[Extract provided]:

A maximum torque transmittable by way of the safety clutch is
preferably adjustable. To this end, the safety clutch can have a
clutch spring, for example. The clutch spring can be capable of
pretensioning in a stepless manner, in particular by means of a
spring nut. The safety clutch is preferably configured as a
load-separating clutch which is in particular free of any residual
moments, or as a load-retaining clutch in particular having a
friction-fit.
According to one aspect of the disclosure the safety clutch has a
trigger sensor for detecting a repositioning of the safety clutch
from a closed position to an opened position.
A roller tool wherein a driving part of the safety clutch is
connected directly to the tool head, is particularly robust and
capable of being operated in a reliable manner. The direct
connection is in particular to be understood to mean that no
torque/rotating speed conversion is performed between the tool head
and the driving part. The driving part is preferably connected to
the safety clutch without a gearbox and/or in a rotatably fixed
manner, in particularly a rigid manner. The output part can be
connected to the at least one roller body so as to be capable of
being rotatingly driven. On account of the safety clutch being
disposed directly on the tool head it is prevented that any damage
to the roller tool on the output side, in particular any damage to
the bevel gear mechanism and/or the spur gear mechanism, or any
blocking of the at least one roller body, leads to an overload on
components on the input side. Any damage of a ram drive of the
machine tool can thus be reliably prevented.
A roller tool wherein the roller installation has a secondary
roller body which for interacting with the metal sheet is mounted
on a roller shaft that transmits the rotating movement so as to be
rotatable relative to the roller body, guarantees precise and
efficient forming of the metal sheet. The roller installation
preferably comprises at least one secondary roller body, in
particular at least two, in particular at least three, in
particular at least five, secondary roller bodies which is/are
rotatably mounted so as to be transverse to the tool longitudinal
axis. On account thereof it is advantageously achieved that
workpiece forming can also be performed precisely along a very
curved forming path. The at least one secondary roller body can be
disposed so as to be spaced apart from the roller body. A roller
sleeve can in particular be disposed between the roller body and
the at least one secondary roller body. Alternatively, the at least
one secondary roller body can be disposed directly beside the
roller body.

[Given instruction]: Please pick up the roller tool passage after its last sentence and continue it. The lines that come next are from an unrelated source.

[Dataset section]:
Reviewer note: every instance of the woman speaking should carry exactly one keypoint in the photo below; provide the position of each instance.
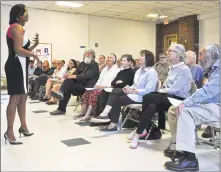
(16, 69)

[Solved exercise]:
A circumferential contour of the at least one roller body and/or of
the at least one secondary roller body preferably corresponds to a
shape to be transferred to the metal sheet. The at least one
secondary roller body is preferably not driven.
A roller tool comprising a lubricant duct which for feeding
lubricant to the secondary roller body is incorporated in the
roller shaft, is particularly efficient and capable of being
operated with little wear. The roller shaft preferably comprises a
lubricant reservoir in the form of a central bore. The lubricant
duct incorporated in the roller shaft can connect the lubricant
reservoir in a lubricant-fluidic manner to a bearing location of
the roller shaft and/or of the at least one secondary roller body
and/or of the roller sleeve.
The disclosure is furthermore based on the object of achieving a
roller tool system which is capable of being dimensioned in a
compact manner and when in operation is particularly robust and
flexible. Furthermore, a roller tool system which is configured for
forming metal sheets having a particularly small metal-sheet wall
thickness or a particularly large metal-sheet wall thickness is to
be achieved.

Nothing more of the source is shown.